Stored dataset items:
------------------------
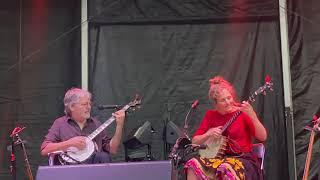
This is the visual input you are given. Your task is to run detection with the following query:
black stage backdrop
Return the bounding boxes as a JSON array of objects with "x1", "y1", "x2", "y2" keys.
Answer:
[
  {"x1": 0, "y1": 0, "x2": 320, "y2": 179},
  {"x1": 89, "y1": 1, "x2": 289, "y2": 179}
]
------------------------
» **Problem**
Rewrite the lines of the data above as a numbered list, leaving out any blank lines. Don't include the pictures in your answer.

» **The solution**
1. This is the visual input you are given. Your task is to run detection with the following query:
2. black stage backdrop
3. Return the bounding boxes as a JSON array of objects with "x1", "y1", "x2", "y2" keys.
4. Answer:
5. [
6.   {"x1": 0, "y1": 0, "x2": 320, "y2": 179},
7.   {"x1": 89, "y1": 1, "x2": 289, "y2": 179}
8. ]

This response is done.